[Saved data entries]

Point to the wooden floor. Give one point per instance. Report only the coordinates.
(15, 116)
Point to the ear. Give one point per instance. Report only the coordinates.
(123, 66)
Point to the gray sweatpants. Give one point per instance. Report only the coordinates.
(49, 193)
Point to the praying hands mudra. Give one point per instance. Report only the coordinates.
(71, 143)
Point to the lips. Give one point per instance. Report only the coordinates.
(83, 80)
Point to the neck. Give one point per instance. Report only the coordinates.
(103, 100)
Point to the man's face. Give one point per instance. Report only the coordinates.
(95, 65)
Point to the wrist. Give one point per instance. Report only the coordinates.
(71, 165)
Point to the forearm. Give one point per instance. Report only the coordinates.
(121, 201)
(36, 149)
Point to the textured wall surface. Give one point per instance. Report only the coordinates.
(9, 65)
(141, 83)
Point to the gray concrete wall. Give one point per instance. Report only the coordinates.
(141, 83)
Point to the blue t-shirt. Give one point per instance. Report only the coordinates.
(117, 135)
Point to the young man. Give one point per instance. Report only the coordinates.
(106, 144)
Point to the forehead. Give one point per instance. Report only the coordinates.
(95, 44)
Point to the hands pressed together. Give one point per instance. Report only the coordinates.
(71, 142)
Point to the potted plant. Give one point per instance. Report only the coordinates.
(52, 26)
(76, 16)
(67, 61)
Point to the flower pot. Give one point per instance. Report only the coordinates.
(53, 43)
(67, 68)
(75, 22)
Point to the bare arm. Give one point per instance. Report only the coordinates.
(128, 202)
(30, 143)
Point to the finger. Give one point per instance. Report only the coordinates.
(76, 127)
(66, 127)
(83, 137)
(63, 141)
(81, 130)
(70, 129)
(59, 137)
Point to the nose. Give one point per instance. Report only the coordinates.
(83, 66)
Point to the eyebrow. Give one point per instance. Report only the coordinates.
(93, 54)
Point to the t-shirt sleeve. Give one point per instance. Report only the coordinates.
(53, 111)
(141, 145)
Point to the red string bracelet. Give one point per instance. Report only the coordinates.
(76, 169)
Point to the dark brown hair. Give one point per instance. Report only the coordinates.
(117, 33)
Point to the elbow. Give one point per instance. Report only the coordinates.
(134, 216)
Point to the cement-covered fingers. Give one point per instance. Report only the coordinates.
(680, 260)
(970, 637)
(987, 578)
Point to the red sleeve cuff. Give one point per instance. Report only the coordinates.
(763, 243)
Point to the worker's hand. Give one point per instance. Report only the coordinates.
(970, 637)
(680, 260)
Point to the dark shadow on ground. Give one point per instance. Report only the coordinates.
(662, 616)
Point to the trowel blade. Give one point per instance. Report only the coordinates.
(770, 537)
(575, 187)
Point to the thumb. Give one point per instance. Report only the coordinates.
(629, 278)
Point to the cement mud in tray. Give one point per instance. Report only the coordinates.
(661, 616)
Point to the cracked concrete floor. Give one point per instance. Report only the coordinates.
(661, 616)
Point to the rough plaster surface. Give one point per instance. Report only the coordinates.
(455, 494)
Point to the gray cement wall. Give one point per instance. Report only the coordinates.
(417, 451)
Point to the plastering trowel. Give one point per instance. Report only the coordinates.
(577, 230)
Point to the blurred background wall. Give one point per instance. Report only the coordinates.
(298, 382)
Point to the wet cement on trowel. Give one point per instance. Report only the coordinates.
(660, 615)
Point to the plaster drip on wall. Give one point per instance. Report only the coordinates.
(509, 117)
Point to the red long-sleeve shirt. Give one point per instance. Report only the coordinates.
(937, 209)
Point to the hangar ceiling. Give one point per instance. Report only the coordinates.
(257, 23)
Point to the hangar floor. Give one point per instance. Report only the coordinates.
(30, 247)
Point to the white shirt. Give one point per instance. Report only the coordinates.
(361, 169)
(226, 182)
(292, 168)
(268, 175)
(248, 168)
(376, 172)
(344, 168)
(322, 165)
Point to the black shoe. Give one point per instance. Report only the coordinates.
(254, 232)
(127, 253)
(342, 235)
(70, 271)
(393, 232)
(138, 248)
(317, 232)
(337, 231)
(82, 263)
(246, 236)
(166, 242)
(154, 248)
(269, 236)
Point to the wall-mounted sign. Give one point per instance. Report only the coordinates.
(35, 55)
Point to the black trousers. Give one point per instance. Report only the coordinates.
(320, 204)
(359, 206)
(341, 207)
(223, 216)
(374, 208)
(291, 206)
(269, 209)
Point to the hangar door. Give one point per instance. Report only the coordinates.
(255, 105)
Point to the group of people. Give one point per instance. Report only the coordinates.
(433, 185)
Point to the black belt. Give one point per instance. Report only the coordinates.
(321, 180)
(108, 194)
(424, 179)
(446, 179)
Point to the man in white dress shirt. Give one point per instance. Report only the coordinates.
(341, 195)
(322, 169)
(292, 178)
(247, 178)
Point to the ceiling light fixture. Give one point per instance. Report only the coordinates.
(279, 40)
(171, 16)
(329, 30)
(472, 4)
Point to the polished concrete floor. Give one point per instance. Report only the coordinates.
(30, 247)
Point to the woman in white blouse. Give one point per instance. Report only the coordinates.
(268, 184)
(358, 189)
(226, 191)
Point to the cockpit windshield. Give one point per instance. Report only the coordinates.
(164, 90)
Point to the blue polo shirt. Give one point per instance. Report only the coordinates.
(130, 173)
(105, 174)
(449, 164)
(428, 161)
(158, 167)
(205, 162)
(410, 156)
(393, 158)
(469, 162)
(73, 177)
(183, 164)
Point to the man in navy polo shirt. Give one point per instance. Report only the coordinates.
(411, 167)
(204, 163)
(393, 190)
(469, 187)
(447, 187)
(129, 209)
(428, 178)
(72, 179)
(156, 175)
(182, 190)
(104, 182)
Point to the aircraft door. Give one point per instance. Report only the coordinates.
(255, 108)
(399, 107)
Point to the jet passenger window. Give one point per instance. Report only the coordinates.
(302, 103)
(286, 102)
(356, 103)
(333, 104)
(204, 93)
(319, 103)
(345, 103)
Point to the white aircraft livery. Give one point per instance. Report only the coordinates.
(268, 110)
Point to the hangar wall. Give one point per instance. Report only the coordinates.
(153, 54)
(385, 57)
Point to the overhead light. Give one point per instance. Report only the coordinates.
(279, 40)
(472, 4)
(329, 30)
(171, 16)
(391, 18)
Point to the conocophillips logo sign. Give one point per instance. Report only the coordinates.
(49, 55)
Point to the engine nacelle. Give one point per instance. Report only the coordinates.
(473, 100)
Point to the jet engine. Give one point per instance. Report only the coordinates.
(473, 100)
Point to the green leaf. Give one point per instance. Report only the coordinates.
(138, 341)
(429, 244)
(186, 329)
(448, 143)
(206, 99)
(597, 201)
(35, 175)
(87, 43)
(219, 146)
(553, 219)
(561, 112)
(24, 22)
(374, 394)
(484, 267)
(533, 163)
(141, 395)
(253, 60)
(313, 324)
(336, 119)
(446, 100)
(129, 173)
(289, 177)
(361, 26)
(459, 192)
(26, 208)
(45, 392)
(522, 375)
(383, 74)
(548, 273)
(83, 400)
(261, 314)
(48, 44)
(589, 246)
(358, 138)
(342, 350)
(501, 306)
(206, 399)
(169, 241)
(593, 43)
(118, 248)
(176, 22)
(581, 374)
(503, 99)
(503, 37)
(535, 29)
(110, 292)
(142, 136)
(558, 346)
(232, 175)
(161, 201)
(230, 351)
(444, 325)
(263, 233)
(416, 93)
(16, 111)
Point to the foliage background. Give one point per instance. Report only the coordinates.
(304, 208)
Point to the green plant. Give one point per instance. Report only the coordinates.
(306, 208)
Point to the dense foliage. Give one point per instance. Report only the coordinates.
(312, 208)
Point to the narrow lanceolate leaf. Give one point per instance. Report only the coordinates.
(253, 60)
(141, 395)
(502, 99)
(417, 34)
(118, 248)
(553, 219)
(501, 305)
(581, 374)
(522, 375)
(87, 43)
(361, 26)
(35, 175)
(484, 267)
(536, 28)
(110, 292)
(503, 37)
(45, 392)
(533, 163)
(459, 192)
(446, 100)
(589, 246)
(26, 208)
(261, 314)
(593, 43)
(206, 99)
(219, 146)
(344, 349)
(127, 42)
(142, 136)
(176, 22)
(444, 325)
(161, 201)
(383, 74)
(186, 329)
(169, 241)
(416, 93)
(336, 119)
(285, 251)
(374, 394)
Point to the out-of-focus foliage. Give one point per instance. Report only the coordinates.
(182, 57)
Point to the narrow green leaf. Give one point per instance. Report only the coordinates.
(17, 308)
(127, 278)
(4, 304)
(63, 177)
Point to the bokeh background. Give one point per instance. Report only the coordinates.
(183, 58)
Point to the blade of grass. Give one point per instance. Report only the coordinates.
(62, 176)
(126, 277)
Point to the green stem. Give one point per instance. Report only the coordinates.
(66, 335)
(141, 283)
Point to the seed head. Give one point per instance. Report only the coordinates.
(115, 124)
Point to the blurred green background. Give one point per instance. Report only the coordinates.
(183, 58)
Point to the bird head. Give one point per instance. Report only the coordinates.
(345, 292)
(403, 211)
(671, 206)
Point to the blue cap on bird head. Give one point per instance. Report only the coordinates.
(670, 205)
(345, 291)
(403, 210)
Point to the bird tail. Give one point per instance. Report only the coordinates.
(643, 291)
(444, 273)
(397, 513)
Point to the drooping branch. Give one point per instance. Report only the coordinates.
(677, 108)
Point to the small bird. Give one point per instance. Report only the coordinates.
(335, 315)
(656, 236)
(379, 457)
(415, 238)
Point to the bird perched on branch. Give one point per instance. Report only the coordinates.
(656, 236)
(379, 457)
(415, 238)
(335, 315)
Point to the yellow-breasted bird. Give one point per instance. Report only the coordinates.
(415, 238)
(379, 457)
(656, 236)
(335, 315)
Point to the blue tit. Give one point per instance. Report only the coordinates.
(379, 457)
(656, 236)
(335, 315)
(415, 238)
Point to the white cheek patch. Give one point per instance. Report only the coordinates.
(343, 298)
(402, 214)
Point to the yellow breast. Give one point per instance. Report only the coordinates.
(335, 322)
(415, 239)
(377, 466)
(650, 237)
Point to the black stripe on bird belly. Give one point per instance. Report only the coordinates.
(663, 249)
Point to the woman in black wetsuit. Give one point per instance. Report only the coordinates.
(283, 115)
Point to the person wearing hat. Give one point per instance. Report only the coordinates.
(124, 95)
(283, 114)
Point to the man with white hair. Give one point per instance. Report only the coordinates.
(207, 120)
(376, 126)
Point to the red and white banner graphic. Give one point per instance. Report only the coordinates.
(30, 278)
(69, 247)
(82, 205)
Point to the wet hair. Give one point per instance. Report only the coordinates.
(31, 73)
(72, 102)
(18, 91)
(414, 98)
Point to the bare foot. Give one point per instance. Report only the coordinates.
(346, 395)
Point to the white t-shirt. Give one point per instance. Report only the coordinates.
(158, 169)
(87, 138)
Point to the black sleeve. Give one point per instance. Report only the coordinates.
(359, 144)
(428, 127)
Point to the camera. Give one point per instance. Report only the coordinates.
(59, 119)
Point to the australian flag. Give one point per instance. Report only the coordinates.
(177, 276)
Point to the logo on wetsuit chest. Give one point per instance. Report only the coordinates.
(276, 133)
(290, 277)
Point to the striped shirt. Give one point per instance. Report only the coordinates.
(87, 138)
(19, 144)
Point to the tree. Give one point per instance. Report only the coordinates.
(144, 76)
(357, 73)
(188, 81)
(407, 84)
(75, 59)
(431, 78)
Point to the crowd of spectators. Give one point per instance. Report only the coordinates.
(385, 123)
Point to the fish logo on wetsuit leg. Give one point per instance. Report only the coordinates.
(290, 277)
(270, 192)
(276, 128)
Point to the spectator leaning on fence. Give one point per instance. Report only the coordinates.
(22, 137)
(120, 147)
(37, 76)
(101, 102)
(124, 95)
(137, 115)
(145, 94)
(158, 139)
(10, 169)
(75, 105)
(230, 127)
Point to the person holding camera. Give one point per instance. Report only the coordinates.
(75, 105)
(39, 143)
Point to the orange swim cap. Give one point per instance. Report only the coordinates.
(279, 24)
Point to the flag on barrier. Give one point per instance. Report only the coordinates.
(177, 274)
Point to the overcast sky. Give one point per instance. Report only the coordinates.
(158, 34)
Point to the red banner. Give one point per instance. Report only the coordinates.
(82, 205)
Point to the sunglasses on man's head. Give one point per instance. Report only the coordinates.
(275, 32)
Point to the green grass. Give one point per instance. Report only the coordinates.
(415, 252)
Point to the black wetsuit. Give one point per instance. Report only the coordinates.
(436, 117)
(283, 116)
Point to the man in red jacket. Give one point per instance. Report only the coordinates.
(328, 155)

Required work:
Reproduce the listing from the line containing "Point to the spectator" through the end of the listing, substituting "Return only" for every occurrence of "Report only" and leaving everything else unchanged.

The output:
Point to the spectator leaning on fence. Give one point per instance. Return only the coordinates.
(22, 137)
(120, 147)
(37, 76)
(101, 102)
(124, 95)
(137, 115)
(145, 94)
(158, 139)
(10, 169)
(75, 105)
(230, 127)
Point to the person holding camera. Give one point per instance. Return only the coordinates.
(75, 105)
(39, 143)
Point to the orange swim cap. Give one point per instance. Return only the coordinates.
(279, 24)
Point to the flag on barrier. Give one point per instance. Return only the coordinates.
(177, 274)
Point to the overcast sky. Give one point per instance. Return only the coordinates.
(158, 34)
Point to the red banner. Give one point per instance. Return only the coordinates.
(82, 205)
Point to the sunglasses on man's head. Give one point per instance. Return only the coordinates.
(275, 32)
Point to the green grass. Give one point per instance. Return only the coordinates.
(415, 252)
Point to the black wetsuit. Give one point per instance. Return only the coordinates.
(436, 117)
(283, 116)
Point to the man in red jacket. Give one point per instance. Return only the coordinates.
(328, 155)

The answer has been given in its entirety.